-- THE DATA follows --

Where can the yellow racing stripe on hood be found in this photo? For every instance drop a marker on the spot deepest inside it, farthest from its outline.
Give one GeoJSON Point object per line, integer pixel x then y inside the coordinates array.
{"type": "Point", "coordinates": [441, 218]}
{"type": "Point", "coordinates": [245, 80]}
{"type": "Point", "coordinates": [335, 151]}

-- THE DATA concluded --

Reproduce all the entries verbatim, leaving nothing out.

Where can the yellow racing stripe on hood be found in this photo? For every instance drop a marker on the spot deepest inside it, farthest from its outline.
Give one GeoJSON Point object per line, integer pixel x then y inside the coordinates array.
{"type": "Point", "coordinates": [441, 218]}
{"type": "Point", "coordinates": [245, 80]}
{"type": "Point", "coordinates": [335, 151]}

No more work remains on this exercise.